## Written task
Please pull out every line below that contains the string "hair" and copy each one in full. Case counts.

## Material for the task

════════════════

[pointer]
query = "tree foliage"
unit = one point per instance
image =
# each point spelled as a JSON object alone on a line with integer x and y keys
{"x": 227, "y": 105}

════════════════

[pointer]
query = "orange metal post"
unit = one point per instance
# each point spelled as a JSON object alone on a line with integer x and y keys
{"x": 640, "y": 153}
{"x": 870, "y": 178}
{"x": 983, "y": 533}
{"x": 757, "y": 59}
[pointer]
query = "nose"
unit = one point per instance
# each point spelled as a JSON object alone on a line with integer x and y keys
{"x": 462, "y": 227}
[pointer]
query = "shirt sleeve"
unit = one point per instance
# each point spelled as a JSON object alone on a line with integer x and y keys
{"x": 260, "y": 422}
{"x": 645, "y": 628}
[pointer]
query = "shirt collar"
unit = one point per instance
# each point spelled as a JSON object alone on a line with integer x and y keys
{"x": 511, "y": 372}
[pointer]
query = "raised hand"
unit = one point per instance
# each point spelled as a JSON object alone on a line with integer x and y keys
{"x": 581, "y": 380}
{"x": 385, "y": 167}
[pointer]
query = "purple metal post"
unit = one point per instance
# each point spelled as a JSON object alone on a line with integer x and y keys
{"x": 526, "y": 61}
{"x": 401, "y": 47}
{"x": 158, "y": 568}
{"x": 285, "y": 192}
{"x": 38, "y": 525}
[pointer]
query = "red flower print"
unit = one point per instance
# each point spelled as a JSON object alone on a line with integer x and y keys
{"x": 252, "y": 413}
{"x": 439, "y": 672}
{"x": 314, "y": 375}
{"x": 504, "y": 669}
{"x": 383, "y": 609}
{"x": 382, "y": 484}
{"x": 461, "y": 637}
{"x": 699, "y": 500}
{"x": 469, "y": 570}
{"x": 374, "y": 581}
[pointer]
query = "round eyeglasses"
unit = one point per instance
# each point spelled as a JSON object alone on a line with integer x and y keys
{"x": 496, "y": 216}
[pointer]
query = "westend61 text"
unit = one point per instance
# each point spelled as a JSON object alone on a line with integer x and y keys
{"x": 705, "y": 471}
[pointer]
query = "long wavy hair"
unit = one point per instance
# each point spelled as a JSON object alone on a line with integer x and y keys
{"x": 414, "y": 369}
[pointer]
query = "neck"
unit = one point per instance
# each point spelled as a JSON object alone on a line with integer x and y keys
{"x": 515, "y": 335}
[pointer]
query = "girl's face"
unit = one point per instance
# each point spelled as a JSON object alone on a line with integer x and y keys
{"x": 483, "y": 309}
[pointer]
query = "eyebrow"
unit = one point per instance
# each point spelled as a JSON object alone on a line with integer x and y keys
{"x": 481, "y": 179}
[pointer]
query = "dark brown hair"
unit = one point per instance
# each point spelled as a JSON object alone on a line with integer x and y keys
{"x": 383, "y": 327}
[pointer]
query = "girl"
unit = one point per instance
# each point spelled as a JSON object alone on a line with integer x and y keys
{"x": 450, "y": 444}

════════════════

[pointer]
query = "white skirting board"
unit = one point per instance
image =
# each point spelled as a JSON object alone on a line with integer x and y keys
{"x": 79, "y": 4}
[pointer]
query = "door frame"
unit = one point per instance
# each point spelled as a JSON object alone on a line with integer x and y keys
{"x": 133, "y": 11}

════════════════

## The answer
query = "long wavy hair"
query = "dark brown hair"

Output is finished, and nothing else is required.